• _PROBLEM STATEMENT_: Retype every entry word for word.

Dataset rows on where objects appear
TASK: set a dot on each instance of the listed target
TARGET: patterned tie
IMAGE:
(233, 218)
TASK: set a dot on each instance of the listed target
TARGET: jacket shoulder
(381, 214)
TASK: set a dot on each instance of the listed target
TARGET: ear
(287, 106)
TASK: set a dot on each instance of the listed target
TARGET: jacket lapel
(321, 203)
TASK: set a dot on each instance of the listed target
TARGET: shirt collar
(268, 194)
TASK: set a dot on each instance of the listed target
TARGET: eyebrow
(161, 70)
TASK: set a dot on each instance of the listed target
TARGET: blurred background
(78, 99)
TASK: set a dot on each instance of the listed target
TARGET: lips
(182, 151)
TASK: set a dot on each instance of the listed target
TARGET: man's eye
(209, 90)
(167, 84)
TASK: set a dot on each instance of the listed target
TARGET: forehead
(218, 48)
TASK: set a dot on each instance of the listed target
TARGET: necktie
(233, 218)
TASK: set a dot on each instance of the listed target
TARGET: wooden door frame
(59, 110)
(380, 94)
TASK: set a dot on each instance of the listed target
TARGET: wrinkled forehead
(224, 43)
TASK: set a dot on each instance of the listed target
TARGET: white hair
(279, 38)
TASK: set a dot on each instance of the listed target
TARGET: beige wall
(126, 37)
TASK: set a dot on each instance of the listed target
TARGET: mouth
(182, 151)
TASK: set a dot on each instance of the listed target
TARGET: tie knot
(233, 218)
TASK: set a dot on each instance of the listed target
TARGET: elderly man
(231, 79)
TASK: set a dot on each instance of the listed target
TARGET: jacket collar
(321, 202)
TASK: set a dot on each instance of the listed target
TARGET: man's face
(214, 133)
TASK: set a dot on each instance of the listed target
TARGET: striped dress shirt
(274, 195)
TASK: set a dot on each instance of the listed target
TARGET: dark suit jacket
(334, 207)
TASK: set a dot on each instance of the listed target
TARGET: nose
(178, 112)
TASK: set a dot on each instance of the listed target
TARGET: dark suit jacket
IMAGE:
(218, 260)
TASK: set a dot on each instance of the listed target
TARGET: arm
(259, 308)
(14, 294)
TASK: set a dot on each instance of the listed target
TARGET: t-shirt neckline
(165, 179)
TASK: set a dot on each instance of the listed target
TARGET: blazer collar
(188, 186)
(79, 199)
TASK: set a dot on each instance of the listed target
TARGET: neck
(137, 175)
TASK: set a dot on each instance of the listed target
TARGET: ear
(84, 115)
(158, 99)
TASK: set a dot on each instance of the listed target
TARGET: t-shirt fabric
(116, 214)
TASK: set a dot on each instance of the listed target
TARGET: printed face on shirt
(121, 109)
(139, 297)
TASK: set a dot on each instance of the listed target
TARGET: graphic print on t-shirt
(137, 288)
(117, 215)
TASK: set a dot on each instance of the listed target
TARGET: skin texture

• _SOLUTION FOR THIS EXERCISE_:
TASK: set a dot on each instance of the listed target
TARGET: patterned tie
IMAGE:
(233, 218)
TASK: set a dot on each instance of the listed target
TARGET: jacket shoulder
(381, 214)
TASK: set a dot on each instance of the listed target
TARGET: ear
(287, 106)
TASK: set a dot on each instance of the listed target
TARGET: jacket lapel
(321, 203)
TASK: set a dot on each instance of the listed target
TARGET: shirt collar
(268, 194)
TASK: set a dot on each instance of the listed target
TARGET: eyebrow
(161, 70)
TASK: set a dot on each instance of the listed target
TARGET: blurred background
(78, 99)
TASK: set a dot on each instance of the listed target
TARGET: lips
(182, 151)
TASK: set a dot on each instance of the listed target
TARGET: man's eye
(209, 90)
(167, 84)
TASK: set a dot on each instance of the listed target
TARGET: forehead
(218, 48)
TASK: set a dot on each instance of the listed target
TARGET: necktie
(233, 218)
TASK: set a dot on each instance of the listed target
TARGET: wooden door frame
(59, 110)
(380, 94)
TASK: set a dot on each instance of the listed target
TARGET: wrinkled forehead
(224, 43)
TASK: set a dot on each instance of the listed target
TARGET: white hair
(279, 38)
TASK: set a dot on each instance of the listed target
TARGET: beige wall
(126, 37)
TASK: set a dot on each instance of the listed target
TARGET: mouth
(182, 151)
TASK: set a dot on each instance of the listed target
TARGET: tie knot
(233, 218)
TASK: set a dot on each instance of the listed target
TARGET: elderly man
(231, 79)
TASK: set a dot on each instance of the listed target
TARGET: jacket collar
(321, 202)
TASK: set a dot on each instance of the listed target
TARGET: man's face
(214, 133)
TASK: set a dot on each instance of the listed target
TARGET: striped dress shirt
(274, 195)
TASK: set a dot on each instance of the listed target
TARGET: dark suit jacket
(334, 207)
TASK: set a dot on each instance of the listed target
TARGET: nose
(178, 112)
TASK: set a dot on each instance of the listed target
TARGET: dark suit jacket
IMAGE:
(218, 260)
TASK: set a dot on each instance of the listed target
TARGET: arm
(259, 308)
(14, 294)
TASK: set a dot on each instance of the listed target
TARGET: t-shirt neckline
(165, 179)
TASK: set a dot on each instance of the listed target
TARGET: blazer collar
(188, 186)
(79, 199)
TASK: set a dot on each instance of the listed target
TARGET: neck
(137, 175)
TASK: set a dot on each instance of the listed target
TARGET: ear
(84, 115)
(158, 99)
TASK: set a dot on each instance of the listed target
TARGET: t-shirt fabric
(116, 214)
TASK: set a dot on each instance of the listed target
TARGET: printed face on shirt
(121, 109)
(139, 297)
TASK: set a dot on each instance of the listed target
TARGET: graphic print on t-shirt
(137, 288)
(117, 215)
TASK: set a dot on each instance of the listed target
TARGET: skin texture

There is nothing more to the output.